Compito 1
Rispondi a queste domande sul testo sul morbo di Parkinson:
(a) Che cosa controlla il sistema extrapiramidale?
(b) In quali due grandi categorie vengono divise le malattie extrapiramidali?
(c) Quale malattia viene citata tra le forme ipercinetiche?
Compito 2
Prosegui il testo sul morbo di Parkinson a partire dal punto in cui si ferma.

Testo da esaminare
::::::::

Il
Morbo di Parkinson è una
patologia neurodegenerativa che interessa il sistema extrapiramidale, cioè quella parte del sistema nervoso centrale che controlla la qualità del movimento. Questo sistema opera normalmente un’azione sinergica e perfezionamento del movimento, che altrimenti risulterebbe non armonico. Le malattie extrapiramidali vengono divise in due grandi categorie: le forme ipo-cinetiche, caratterizzate da una lentezza di movimenti, di cui fa parte il Parkinson, e le forme ipercinetiche, con un aumento del movimento, tra cui troviamo la Corea.

::::::::

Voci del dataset
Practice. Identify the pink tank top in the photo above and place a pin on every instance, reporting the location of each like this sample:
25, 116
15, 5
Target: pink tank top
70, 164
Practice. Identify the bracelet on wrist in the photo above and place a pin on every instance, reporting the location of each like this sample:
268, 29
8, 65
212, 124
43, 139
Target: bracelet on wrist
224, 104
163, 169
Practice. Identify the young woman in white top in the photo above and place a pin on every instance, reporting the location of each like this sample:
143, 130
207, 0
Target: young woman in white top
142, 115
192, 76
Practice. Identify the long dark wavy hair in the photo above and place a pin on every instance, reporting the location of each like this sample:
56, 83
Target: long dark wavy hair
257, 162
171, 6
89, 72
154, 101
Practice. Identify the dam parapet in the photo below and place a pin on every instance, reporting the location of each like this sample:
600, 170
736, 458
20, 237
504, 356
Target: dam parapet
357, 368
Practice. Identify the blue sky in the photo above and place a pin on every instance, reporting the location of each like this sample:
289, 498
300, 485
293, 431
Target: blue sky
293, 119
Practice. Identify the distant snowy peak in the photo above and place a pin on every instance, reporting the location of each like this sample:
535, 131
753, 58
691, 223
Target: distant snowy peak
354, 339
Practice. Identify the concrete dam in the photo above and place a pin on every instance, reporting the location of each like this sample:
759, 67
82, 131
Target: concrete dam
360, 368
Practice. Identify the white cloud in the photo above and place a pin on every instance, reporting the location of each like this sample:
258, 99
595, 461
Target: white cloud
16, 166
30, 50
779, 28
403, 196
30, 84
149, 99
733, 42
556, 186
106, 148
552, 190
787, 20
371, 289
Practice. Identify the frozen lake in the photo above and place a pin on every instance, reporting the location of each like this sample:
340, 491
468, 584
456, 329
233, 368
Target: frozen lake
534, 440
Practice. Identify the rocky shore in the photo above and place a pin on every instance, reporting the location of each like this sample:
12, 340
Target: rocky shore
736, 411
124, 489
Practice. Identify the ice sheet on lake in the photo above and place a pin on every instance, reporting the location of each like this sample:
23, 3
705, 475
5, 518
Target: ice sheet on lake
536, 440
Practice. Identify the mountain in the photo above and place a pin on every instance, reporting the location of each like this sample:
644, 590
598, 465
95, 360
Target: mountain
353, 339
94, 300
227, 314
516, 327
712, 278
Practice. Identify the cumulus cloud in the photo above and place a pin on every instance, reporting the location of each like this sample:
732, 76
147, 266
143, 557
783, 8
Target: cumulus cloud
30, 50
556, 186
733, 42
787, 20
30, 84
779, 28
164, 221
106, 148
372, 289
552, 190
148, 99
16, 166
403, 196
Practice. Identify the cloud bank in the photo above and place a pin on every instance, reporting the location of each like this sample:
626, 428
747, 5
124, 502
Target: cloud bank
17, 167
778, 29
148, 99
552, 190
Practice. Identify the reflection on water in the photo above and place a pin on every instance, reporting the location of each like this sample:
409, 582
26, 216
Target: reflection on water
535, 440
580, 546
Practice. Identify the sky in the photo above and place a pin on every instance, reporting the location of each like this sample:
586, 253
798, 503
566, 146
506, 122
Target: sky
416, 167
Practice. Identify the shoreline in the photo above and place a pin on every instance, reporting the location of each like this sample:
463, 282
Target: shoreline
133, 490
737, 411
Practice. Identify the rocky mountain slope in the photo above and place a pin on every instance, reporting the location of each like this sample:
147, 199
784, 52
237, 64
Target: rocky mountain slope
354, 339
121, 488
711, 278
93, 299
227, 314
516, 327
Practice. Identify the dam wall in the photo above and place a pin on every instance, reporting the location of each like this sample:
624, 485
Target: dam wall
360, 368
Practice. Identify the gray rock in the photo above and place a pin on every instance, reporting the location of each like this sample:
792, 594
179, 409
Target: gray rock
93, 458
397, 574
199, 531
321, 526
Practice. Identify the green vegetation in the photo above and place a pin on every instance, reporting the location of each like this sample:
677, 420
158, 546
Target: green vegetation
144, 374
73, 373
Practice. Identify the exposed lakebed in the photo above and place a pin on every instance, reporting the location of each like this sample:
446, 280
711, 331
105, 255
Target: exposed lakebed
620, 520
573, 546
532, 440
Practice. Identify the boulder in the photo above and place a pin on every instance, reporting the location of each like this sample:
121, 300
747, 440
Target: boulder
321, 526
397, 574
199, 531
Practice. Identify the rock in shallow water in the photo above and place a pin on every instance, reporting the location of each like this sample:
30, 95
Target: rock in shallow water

::::::::

Risposta scritta 1
(a) La qualità del movimento.
(b) Nelle forme ipo-cinetiche e nelle forme ipercinetiche.
(c) La Corea.

Risposta scritta 2
In particolare, il “Morbo” di Parkinson rappresenta il più comune tipo di parkinsonismo, termine che identifica un gruppo di patologie neurologiche caratterizzate da disturbi del movimento quali la
bradicinesia, la
rigidità e il
tremore (tra cui parkinsonismi indotti da farmaci, paralisi sopranucleare progressiva, atrofia multi-sistemica, parkinsonismo vascolare). Secondo quanto riportato dalla Società Italiana di Neurologia, colpisce l’1% della popolazione over 60 anni e il 4% tra gli over 80 anni, anche se non sono rari casi giovanili prima dei 40 anni.
Con la
professoressa Isabella Laura Simone, dell’ambulatorio di
Neurologia di
Ospedale Santa Maria di Bari, abbiamo parlato delle cause e dei fattori di rischio, dei sintomi, della diagnosi e dei trattamenti attualmente disponibili.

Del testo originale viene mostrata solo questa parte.